■ WHAT IS EXPECTED
Change "separate" to "distinct" in the stretch from the line containing "Please segment every instance of the green leaf." through the end of the data, and give only those lines back with nothing else altered. Leave the pictures out of your answer.

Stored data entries

+++

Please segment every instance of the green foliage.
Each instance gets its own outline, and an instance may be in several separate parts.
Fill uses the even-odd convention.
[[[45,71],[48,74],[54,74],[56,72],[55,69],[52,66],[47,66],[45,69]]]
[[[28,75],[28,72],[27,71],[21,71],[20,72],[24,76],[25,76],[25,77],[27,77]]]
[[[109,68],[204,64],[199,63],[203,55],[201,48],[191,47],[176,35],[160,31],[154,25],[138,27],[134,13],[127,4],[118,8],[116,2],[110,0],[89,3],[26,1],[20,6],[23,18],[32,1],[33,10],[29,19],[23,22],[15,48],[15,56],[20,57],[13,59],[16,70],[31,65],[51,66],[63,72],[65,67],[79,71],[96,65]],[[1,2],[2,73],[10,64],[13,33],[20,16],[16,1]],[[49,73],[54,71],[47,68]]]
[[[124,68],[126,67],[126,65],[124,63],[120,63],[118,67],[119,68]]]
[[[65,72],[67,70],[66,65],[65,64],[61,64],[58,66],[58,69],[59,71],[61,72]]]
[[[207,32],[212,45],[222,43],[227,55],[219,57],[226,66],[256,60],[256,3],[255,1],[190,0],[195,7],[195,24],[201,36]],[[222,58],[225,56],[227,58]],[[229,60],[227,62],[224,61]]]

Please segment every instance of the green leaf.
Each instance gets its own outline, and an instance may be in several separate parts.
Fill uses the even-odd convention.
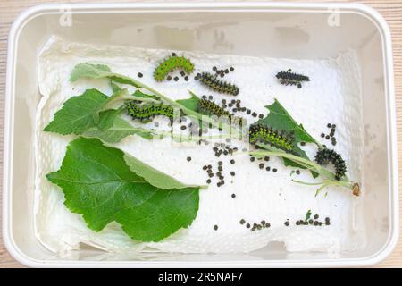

+++

■ SOLUTION TO THIS EXERCISE
Please segment every instance of the green leaf.
Each instance gets its own outline, and an instance may be in several distinct parts.
Fill uses the even-odd convention.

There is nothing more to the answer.